### Task data

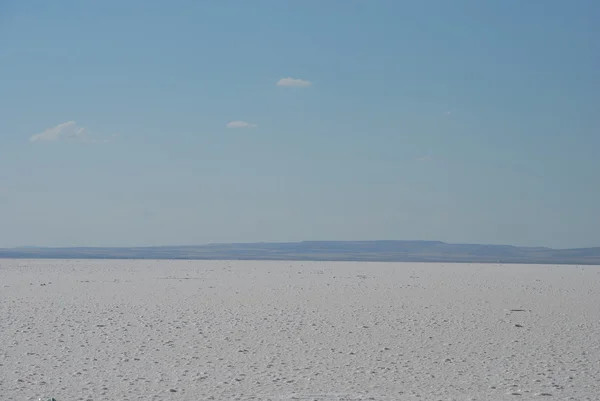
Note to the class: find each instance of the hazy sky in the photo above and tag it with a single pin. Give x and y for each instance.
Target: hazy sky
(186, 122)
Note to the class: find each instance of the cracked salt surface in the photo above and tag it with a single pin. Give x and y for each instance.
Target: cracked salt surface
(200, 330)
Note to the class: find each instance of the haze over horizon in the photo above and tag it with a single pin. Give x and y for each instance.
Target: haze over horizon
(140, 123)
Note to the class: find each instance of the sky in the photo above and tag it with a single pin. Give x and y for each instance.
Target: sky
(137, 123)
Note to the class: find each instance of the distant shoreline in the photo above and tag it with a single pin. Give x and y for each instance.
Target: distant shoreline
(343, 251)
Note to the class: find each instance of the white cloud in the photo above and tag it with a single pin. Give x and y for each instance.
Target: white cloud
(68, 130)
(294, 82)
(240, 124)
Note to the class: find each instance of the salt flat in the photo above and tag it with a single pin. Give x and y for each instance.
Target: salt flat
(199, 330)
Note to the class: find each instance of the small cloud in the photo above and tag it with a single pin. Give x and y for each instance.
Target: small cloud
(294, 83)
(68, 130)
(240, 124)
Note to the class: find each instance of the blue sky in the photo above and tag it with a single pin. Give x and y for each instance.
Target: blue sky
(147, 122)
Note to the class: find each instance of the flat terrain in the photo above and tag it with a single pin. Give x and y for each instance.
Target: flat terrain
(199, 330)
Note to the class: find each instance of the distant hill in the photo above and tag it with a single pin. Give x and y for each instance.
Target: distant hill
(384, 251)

---

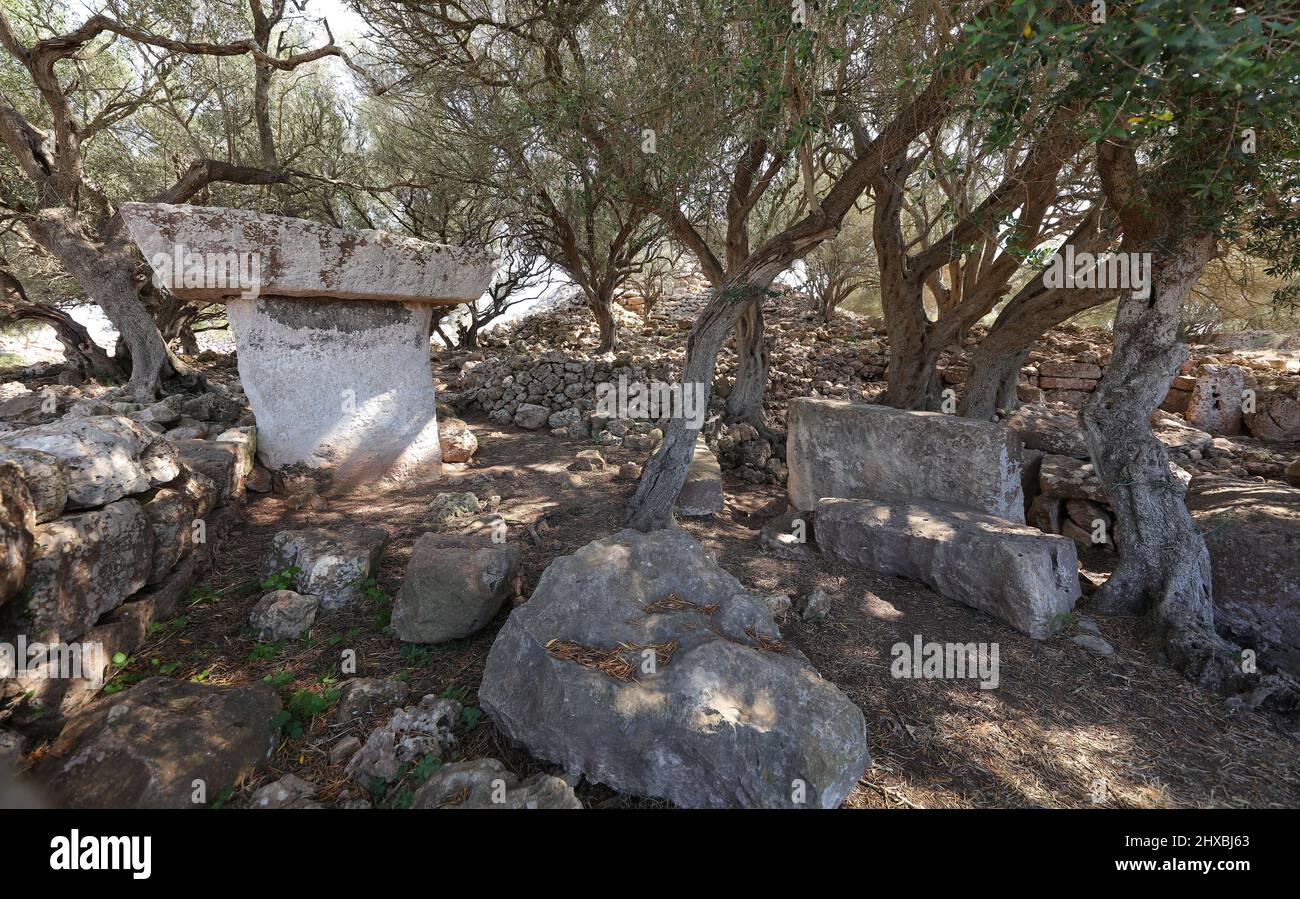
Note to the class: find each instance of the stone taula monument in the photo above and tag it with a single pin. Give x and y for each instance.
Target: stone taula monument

### What to do
Among the lines above, find the one with "Target: cracked salt surface" and the one with "Note to the class: find each instance of the flat". Quote both and everything between them, exactly.

### Reply
Target: cracked salt surface
(200, 330)
Note to the class: find each instance of the haze over horizon in the photo above and tag it with a single pin. Give x and y for each instance.
Target: haze over horizon
(140, 123)
Note to the class: find each instance of the sky in the photo above and tag it with a single pin. Give x and y for each instance.
Target: sky
(137, 123)
Note to the class: find each instance of the distant shoreline in the photo above and tag it with a single pin. Give x and y for each instance.
Target: distant shoreline
(343, 251)
Note to the class: find each instance of the white cloud in the photo above and tag it with a single pin. Give x and y for each instance.
Target: white cloud
(68, 130)
(294, 82)
(240, 124)
Note to the class: find each instance of the salt flat in the photo above and tag it with a single pin. Give x and y for each instance.
Target: salt flat
(199, 330)
Note to the class: find each instance of the small cloud in the photo above and tag it with a single pin. Give x and y for each instance.
Target: small cloud
(294, 83)
(68, 130)
(240, 124)
Note to the class: find each instance of the blue sky in the photo above and tag it with a single pin. Give x and y for each instance.
Target: blue sky
(147, 122)
Note to the class: find each instance of the flat terrain in the photo above and tag it with a single pin. Give x and y for each instance.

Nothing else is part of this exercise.